-- WHAT IS EXPECTED --
Please extract each line of the items below that contains the word "buffet" and copy those lines unchanged.

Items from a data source
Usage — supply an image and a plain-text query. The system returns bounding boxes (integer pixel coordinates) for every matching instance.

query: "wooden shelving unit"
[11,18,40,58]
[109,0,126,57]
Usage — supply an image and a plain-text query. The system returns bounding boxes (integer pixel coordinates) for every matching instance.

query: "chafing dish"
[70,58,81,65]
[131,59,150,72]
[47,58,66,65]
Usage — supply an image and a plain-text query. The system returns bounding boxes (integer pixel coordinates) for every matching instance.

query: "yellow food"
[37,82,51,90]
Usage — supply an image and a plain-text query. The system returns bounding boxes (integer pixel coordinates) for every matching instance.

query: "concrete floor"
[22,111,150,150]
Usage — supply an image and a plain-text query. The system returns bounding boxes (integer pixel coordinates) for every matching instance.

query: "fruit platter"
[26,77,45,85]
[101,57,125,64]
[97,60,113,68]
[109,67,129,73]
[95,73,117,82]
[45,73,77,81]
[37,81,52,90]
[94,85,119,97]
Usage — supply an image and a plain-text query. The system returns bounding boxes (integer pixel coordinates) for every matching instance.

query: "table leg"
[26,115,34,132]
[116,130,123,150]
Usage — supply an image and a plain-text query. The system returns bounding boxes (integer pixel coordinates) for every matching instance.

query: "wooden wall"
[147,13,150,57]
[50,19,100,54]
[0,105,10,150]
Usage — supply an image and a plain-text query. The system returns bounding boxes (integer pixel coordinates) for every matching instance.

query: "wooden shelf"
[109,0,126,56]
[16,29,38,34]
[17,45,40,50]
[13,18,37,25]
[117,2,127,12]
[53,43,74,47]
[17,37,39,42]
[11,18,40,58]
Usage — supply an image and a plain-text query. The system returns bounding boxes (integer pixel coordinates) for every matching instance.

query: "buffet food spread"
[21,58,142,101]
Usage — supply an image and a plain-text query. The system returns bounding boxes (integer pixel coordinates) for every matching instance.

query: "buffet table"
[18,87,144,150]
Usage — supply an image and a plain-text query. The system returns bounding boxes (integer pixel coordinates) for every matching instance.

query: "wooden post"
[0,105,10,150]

-- RESULT FOR THIS EXERCISE --
query: "buffet food spread"
query: "buffet table"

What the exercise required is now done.